[WHAT TO WORK ON]: Every entry needs to be reproduced exactly.

** START INPUT **

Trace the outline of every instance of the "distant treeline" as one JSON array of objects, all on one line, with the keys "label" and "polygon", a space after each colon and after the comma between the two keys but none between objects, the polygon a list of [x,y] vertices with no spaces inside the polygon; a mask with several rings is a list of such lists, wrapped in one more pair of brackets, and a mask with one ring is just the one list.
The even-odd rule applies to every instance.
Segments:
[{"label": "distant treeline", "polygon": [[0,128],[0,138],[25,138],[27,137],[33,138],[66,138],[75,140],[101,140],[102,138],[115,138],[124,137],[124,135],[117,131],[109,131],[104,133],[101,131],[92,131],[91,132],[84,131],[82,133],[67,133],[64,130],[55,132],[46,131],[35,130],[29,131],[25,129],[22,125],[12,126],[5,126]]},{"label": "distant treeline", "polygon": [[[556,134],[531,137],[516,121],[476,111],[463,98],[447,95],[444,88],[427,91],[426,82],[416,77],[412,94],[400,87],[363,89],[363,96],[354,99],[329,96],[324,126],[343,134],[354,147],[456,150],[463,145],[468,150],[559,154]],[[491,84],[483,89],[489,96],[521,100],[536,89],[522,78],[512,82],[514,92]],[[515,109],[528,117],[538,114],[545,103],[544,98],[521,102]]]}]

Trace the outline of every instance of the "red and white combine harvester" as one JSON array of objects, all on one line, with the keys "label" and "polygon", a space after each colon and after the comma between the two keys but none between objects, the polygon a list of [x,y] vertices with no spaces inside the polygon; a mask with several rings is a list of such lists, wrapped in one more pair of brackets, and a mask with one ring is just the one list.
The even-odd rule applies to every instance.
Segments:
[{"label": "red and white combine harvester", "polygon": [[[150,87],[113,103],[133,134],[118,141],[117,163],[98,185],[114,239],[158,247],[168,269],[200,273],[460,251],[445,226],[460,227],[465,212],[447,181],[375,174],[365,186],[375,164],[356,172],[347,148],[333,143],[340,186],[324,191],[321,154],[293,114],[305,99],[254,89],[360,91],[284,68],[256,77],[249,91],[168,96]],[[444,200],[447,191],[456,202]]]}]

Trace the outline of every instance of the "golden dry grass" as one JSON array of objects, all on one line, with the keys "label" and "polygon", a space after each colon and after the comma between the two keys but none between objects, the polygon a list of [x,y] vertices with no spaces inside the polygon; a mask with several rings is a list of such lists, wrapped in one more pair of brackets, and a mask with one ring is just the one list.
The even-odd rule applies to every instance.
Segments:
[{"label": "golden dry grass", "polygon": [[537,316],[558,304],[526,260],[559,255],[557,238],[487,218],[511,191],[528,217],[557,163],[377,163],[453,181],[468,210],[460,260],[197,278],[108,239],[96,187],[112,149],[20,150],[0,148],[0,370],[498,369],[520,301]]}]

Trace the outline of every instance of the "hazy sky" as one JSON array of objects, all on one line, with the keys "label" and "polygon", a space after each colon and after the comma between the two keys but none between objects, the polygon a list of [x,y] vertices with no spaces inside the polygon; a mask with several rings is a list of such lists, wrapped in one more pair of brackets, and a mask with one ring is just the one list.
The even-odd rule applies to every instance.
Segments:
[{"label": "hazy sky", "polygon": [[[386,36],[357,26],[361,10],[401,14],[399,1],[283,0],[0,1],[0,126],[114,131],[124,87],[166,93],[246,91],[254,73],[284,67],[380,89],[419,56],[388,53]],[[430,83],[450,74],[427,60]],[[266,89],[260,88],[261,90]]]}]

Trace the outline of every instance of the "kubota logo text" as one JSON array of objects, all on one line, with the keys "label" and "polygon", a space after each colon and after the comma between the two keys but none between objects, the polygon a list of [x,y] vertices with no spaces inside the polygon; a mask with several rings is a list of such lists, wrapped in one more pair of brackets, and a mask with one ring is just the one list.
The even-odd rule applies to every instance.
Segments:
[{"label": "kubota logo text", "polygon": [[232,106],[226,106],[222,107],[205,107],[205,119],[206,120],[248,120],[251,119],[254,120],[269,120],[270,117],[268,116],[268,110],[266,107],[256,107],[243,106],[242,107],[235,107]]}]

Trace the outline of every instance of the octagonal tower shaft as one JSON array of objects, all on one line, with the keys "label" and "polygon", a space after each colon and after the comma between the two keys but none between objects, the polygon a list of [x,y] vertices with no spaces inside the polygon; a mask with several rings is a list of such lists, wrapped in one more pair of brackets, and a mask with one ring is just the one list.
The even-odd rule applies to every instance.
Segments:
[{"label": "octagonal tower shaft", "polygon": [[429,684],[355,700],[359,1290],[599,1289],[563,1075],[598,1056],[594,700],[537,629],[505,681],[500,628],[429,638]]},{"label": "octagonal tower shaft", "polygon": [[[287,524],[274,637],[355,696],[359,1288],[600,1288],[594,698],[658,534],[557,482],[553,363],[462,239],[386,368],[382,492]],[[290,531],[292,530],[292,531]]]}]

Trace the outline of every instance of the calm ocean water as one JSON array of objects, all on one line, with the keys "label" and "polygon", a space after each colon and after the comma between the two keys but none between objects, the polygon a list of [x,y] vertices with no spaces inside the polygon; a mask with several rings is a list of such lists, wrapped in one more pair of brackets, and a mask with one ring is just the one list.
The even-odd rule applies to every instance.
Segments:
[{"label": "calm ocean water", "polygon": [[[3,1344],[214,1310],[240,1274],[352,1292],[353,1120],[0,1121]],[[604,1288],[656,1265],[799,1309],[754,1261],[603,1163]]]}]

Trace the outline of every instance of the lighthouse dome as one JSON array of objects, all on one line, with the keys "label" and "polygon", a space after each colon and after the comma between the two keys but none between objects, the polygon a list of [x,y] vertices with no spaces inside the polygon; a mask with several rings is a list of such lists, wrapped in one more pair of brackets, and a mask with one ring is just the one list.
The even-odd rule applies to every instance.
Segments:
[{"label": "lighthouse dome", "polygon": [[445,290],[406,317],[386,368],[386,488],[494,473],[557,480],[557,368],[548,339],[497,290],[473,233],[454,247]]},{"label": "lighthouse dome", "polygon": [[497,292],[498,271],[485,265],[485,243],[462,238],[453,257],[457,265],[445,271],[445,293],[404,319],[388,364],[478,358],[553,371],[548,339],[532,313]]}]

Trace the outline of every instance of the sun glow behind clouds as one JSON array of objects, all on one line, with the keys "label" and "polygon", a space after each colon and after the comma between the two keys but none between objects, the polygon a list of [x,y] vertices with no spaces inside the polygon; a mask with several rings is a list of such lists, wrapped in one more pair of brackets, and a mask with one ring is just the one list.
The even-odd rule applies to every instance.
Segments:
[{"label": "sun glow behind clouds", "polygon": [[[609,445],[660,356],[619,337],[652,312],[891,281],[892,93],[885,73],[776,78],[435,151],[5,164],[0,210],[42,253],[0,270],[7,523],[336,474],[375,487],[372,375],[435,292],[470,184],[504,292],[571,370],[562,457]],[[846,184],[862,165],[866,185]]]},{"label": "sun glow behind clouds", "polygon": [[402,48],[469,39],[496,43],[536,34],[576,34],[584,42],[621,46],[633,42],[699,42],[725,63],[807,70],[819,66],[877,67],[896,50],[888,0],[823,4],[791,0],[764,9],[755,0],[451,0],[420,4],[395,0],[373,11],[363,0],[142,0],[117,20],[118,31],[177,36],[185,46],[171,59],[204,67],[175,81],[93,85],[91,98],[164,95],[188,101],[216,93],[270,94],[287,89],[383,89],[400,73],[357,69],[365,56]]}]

** END INPUT **

[SOLUTION TO THIS EXERCISE]:
Trace the outline of every instance of the "distant treeline" as one JSON array of objects, all on one line, with the keys "label" and "polygon", a space after each colon and after the comma between the two keys but none between objects, the polygon a list of [x,y] vertices with no spaces inside the polygon; a mask with several rings is a list of such lists, wrapped in one more pair of brackets, and a mask with one ring is just the one list.
The even-odd rule applies to every instance.
Segments:
[{"label": "distant treeline", "polygon": [[0,128],[0,138],[25,138],[27,137],[33,138],[66,138],[75,140],[101,140],[102,138],[115,138],[124,137],[124,135],[117,131],[109,131],[104,133],[101,131],[92,131],[91,132],[84,131],[82,133],[67,133],[64,130],[55,132],[46,131],[35,130],[29,131],[25,129],[22,125],[12,126],[5,126]]},{"label": "distant treeline", "polygon": [[[556,134],[531,137],[516,121],[476,111],[463,98],[447,95],[444,88],[427,91],[426,82],[416,77],[412,94],[400,87],[363,89],[363,96],[354,99],[329,96],[324,126],[343,134],[354,147],[456,150],[463,145],[468,150],[559,154]],[[491,84],[483,89],[489,96],[521,100],[536,89],[522,78],[512,82],[514,92]],[[515,109],[528,117],[538,114],[545,103],[544,98],[521,102]]]}]

Trace the outline of every instance of the "red and white combine harvester" as one JSON array of objects, all on one line, with the keys "label" and "polygon", a space after each colon and after the comma between the two keys but none between objects, the polygon a list of [x,y] vertices with no spaces inside the polygon; a mask with several rings is a list of such lists, wrapped in one more pair of brackets, and a mask with one ring is just the one list.
The even-odd rule applies to every instance.
Segments:
[{"label": "red and white combine harvester", "polygon": [[[150,87],[113,103],[133,134],[118,141],[117,163],[98,185],[114,239],[158,247],[168,269],[200,273],[460,251],[445,226],[460,227],[465,212],[447,181],[375,174],[365,186],[375,164],[356,172],[347,148],[333,143],[340,186],[324,191],[321,154],[293,114],[305,99],[254,89],[360,91],[284,68],[256,77],[249,91],[168,96]],[[444,200],[447,191],[456,202]]]}]

Trace the outline of every instance of the "golden dry grass" as one JSON array of objects, all on one line, with the keys "label" and "polygon", a space after each colon and after the comma between the two keys but none between objects, the polygon a list of [x,y] vertices with no spaces inside the polygon; a mask with several rings is a list of such lists, wrapped in one more pair of brackets, and a mask with one ring is just the one list.
The even-odd rule applies to every instance.
Segments:
[{"label": "golden dry grass", "polygon": [[537,316],[558,304],[526,260],[559,255],[557,238],[487,218],[511,191],[528,217],[557,163],[377,163],[453,181],[468,210],[460,260],[197,278],[108,239],[96,187],[112,149],[20,150],[0,148],[0,370],[498,369],[520,301]]}]

Trace the outline of every instance of the "hazy sky" as one JSON array of objects, all on one line, with the keys "label" and "polygon", a space after each colon and after the comma between the two keys but none between objects, the polygon a list of [x,y] vertices with no spaces inside the polygon; a mask with several rings is a list of such lists, wrapped in one more pair of brackets, and a mask with one ring is just the one list.
The even-odd rule applies to every instance.
Segments:
[{"label": "hazy sky", "polygon": [[[386,36],[357,26],[361,10],[401,14],[399,1],[283,0],[0,1],[0,126],[114,131],[124,87],[166,93],[246,91],[254,73],[284,67],[380,89],[419,56],[388,53]],[[430,83],[450,74],[427,60]],[[266,89],[260,88],[261,90]]]}]

Trace the outline of every instance of the "kubota logo text" as one JSON array of objects, all on one line, with the keys "label" and "polygon", a space after each colon and after the comma between the two keys but none between objects, the polygon a list of [x,y] vertices with no spaces inside the polygon; a mask with several rings is a list of such lists, wrapped in one more pair of brackets, and a mask with one ring is just the one list.
The even-odd rule applies to every instance.
Segments:
[{"label": "kubota logo text", "polygon": [[232,106],[226,106],[222,107],[205,107],[205,119],[206,120],[248,120],[251,119],[254,120],[269,120],[270,117],[268,116],[268,110],[266,107],[256,107],[243,106],[242,107],[235,107]]}]

Trace the outline of every instance of the octagonal tower shaft as one JSON array of objects, all on one line, with the keys "label" and "polygon", a space after each colon and after the comma between the two keys but none between objects, the polygon a list of [x,y] vertices with no spaces inside the polygon; a mask with several rings is a list of such lists, wrapped in one more pair of brackets, and a mask with one ring is just the one list.
The even-odd rule applies to every instance.
Segments:
[{"label": "octagonal tower shaft", "polygon": [[429,684],[355,700],[359,1290],[599,1289],[563,1075],[598,1056],[594,700],[537,629],[505,681],[500,628],[429,638]]},{"label": "octagonal tower shaft", "polygon": [[[287,524],[274,637],[355,696],[359,1288],[600,1288],[594,698],[658,534],[557,482],[553,363],[462,239],[386,368],[382,492]],[[290,531],[292,530],[292,531]]]}]

Trace the outline of every instance of the calm ocean water as one JSON array of objects, all on one line, with the keys "label" and "polygon", a space after each colon and after the comma between the two keys but none between objects, the polygon a list of [x,y] vertices with no spaces inside the polygon; a mask with several rings is a list of such lists, wrapped in one more pair of brackets, and a mask with one ring is just the one list.
The even-odd rule applies to every instance.
Segments:
[{"label": "calm ocean water", "polygon": [[[3,1344],[214,1310],[240,1274],[352,1292],[353,1120],[0,1121]],[[604,1288],[656,1265],[799,1309],[754,1261],[603,1163]]]}]

Trace the outline of every instance of the lighthouse dome as one JSON array of objects, all on one line, with the keys "label" and "polygon", a space after each colon and after the comma between the two keys but none between objects, the polygon a list of [x,y] vertices with no spaces inside the polygon; a mask with several rings is a list of such lists, wrapped in one more pair of brackets, and a mask with one ring is just the one list.
The even-odd rule applies to every instance.
Segments:
[{"label": "lighthouse dome", "polygon": [[445,290],[406,317],[386,368],[386,488],[494,473],[557,480],[557,368],[548,339],[497,290],[473,233],[454,247]]},{"label": "lighthouse dome", "polygon": [[497,292],[498,271],[485,265],[485,243],[462,238],[453,257],[457,265],[445,271],[445,293],[404,319],[388,364],[478,358],[553,371],[548,339],[532,313]]}]

Trace the outline of every instance of the sun glow behind clouds as one JSON array of objects, all on one line, with the keys "label" and "polygon", a space after each colon and after the comma between the two keys but none between objects, the polygon a list of [x,y] vertices with no spaces inside the polygon; a mask with several rings is a list of such lists, wrapped in one more pair of brackets, and a mask with one ring is just the one list.
The even-odd rule applies to every instance.
Segments:
[{"label": "sun glow behind clouds", "polygon": [[[609,445],[660,356],[619,337],[652,312],[891,281],[892,93],[885,73],[776,78],[435,151],[5,164],[0,210],[42,253],[0,270],[7,523],[336,474],[375,487],[372,375],[435,292],[470,184],[504,292],[571,370],[562,457]],[[846,184],[862,165],[866,185]]]},{"label": "sun glow behind clouds", "polygon": [[402,48],[469,39],[496,43],[536,34],[576,34],[584,42],[621,46],[633,42],[699,42],[725,63],[807,70],[819,66],[877,67],[896,50],[888,0],[823,4],[791,0],[764,9],[755,0],[451,0],[420,4],[395,0],[373,11],[363,0],[142,0],[117,20],[118,31],[177,36],[185,46],[171,59],[204,67],[175,81],[93,85],[91,98],[164,95],[188,101],[216,93],[270,94],[287,89],[383,89],[400,73],[357,69],[365,56]]}]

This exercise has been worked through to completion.